**REQUIRED WORK**
(a) Translate the sentence "Temple would be his amanuensis and companion." from the excerpt on Franklin and Temple into Spanish.
(b) In the excerpt on Franklin and Temple, where did Franklin say Temple needed to return to resume his studies?
(c) Copy the stretch from "Temple chose not" through "an exciting one." in the excerpt on Franklin and Temple word for word.

───── SOURCE EXCERPT ─────

Franklin may have been inclined to forgive Betsy, but he would not forgive William. Steeling his heart, he left him to his fate.

 Worse, he stole William’s son. Temple had carried the sixty dollars to his stepmother (who at some point had been apprised, as Temple himself had been, that Temple was William’s son, rather than godson), and seeing her plight, decided to stay. Not long thereafter he proposed visiting his father in Connecticut and wrote Franklin for approval. The ostensible reason for the visit was to deliver a letter from his stepmother to his father; almost certainly he wished to see and talk to his father, whom he hardly knew.

“I have considered the matter, and cannot approve of your taking such a journey at this time, especially alone, for many reasons which I have not had time to write,” Franklin replied. Two which he did write were that Mrs. Franklin could perfectly well get a letter to Temple’s father in care of Governor Trumbull, and that Temple needed to return to Philadelphia to resume his studies at the college there. “This is the time of life in which you are to lay the foundations of your future improvement, and of your importance among men. If this season is neglected, it will be like cutting off the spring from the year.”

Temple chose not to defy his grandfather for his father and stepmother, and he returned to Philadelphia—just in time to leave with Franklin for France. Whether Franklin explained how this comported with his professed desire that Temple continue his studies is unclear; if he did, he probably denominated it an education in public affairs. Temple would be his amanuensis and companion. The lad would go where Franklin went and meet whom Franklin met. He would also encounter the risks—from angry waves and angry men-of-war—his grandfather encountered. It would indeed be an education in public affairs, and doubtless an exciting one.

───── DATA EXCERPT ─────

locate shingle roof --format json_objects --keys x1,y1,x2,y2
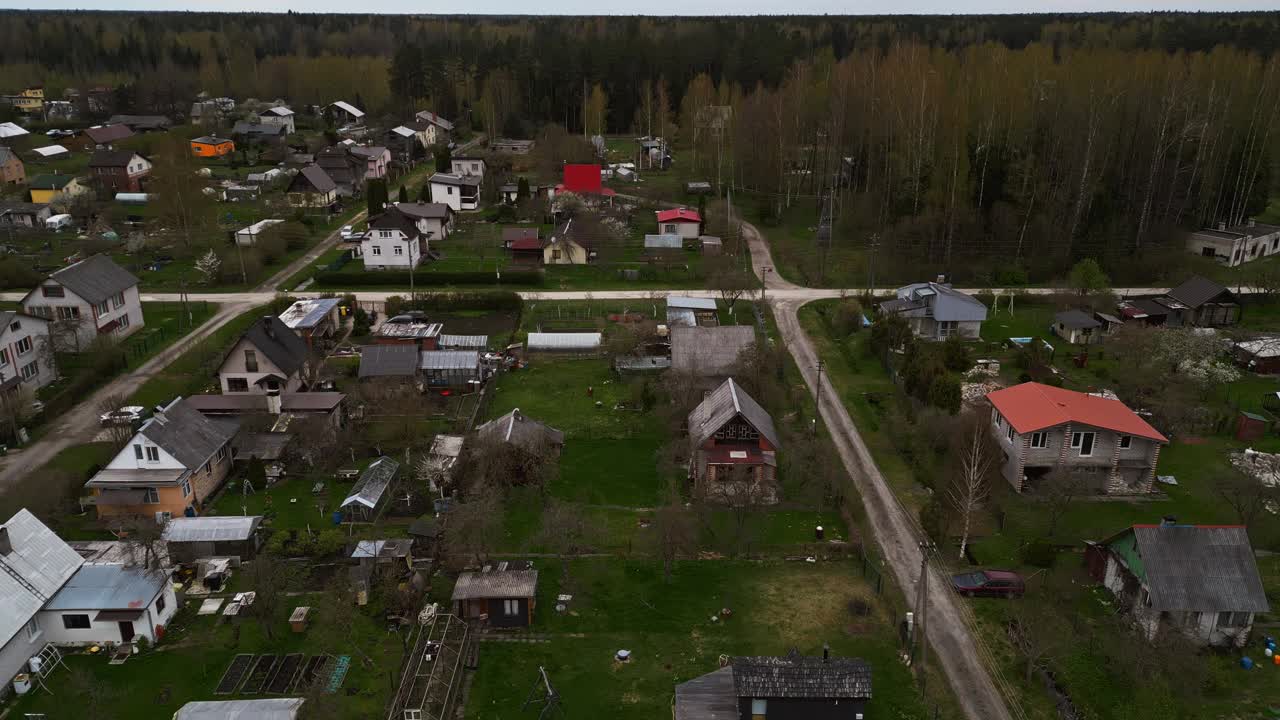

─────

**TASK RESULTS**
(a) Temple sería su amanuense y compañero.

(b) To the college in Philadelphia.

(c)
Temple chose not to defy his grandfather for his father and stepmother, and he returned to Philadelphia—just in time to leave with Franklin for France. Whether Franklin explained how this comported with his professed desire that Temple continue his studies is unclear; if he did, he probably denominated it an education in public affairs. Temple would be his amanuensis and companion. The lad would go where Franklin went and meet whom Franklin met. He would also encounter the risks—from angry waves and angry men-of-war—his grandfather encountered. It would indeed be an education in public affairs, and doubtless an exciting one.